| Your goal |
Reproduce the text of each item below verbatim, omitting the pictures.

| Input records |
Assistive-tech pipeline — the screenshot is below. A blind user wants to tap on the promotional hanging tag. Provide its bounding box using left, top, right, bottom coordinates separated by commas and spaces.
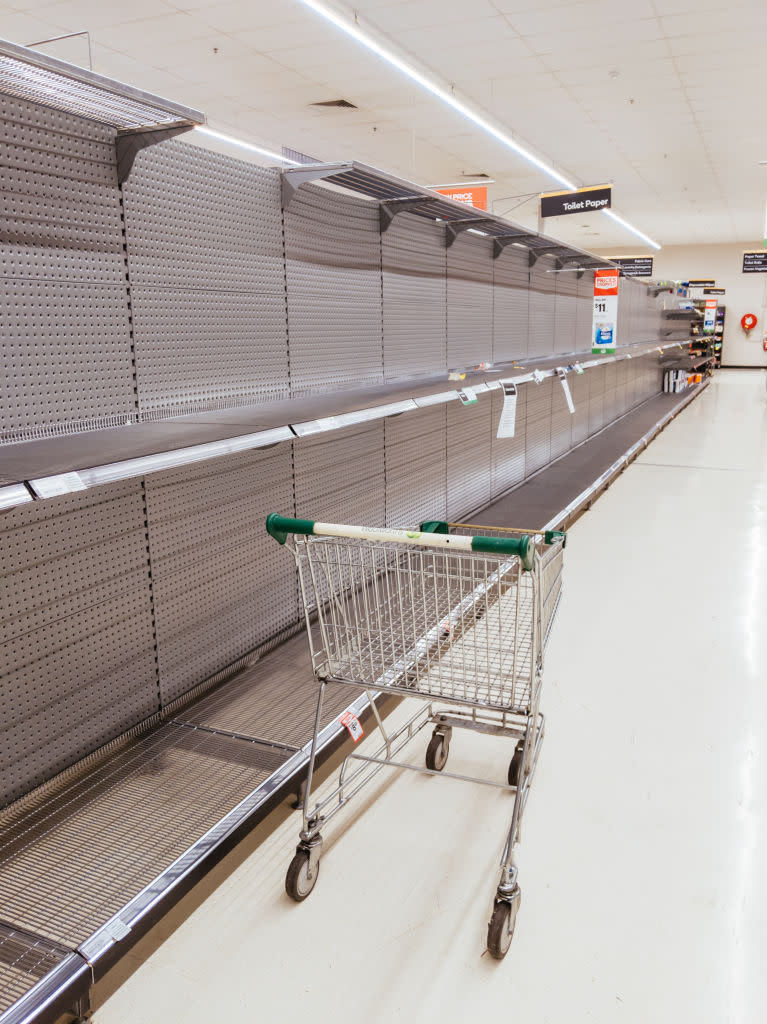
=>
591, 267, 620, 353
557, 369, 576, 416
496, 381, 517, 437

| Exercise solution |
Assistive-tech pipeline — the screenshot is below. A blind user wants to tap on the promotional hanging tag. Provide its bounding box using left, top, right, bottom coordinates separated by commas and spaces.
=>
591, 267, 620, 353
557, 369, 576, 416
496, 381, 517, 437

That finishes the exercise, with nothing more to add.